### Instructions to follow:
Return the tail of the records exactly, starting from the line containing "If you would be willing to indicate the truck mirror" and ending with the final line.

### Material for the task:

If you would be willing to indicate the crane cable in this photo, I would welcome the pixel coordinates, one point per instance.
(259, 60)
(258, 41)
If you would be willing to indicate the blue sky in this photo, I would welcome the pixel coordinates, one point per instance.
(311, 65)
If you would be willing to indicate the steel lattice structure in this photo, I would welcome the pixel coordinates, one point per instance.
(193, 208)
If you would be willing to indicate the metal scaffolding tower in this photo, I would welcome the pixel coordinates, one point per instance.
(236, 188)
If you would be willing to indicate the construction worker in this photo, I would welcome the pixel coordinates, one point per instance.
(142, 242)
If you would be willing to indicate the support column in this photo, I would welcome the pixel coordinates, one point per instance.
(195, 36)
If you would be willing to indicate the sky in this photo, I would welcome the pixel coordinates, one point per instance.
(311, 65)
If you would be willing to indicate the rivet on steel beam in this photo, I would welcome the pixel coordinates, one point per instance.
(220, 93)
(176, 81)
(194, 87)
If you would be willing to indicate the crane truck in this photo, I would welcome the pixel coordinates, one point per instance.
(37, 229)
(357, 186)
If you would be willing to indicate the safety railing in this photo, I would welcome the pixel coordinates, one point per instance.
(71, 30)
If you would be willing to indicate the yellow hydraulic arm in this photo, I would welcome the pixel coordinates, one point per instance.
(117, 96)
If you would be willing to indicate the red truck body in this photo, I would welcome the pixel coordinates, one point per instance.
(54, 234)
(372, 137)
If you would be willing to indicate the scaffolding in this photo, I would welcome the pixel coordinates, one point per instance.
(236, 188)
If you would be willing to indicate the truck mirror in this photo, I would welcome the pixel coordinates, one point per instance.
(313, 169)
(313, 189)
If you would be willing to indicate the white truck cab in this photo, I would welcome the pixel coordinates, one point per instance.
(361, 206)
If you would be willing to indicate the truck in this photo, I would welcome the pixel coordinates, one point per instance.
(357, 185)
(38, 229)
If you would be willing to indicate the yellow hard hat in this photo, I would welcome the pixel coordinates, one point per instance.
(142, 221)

### The completed task:
If you would be willing to indicate the truck mirror in this photo, I would welcome the pixel coordinates, one point per instance.
(313, 169)
(313, 189)
If you would be willing to indicate the white truck cab in this photo, I would welcome the pixel coordinates, one point per instance.
(361, 206)
If you would be willing to indicate the truck in this photo, I would welcome the pixel coordinates, one point per instance.
(357, 185)
(38, 229)
If you would be willing to indicate the yellow hard hat in this photo, I would welcome the pixel coordinates, one point per instance.
(142, 221)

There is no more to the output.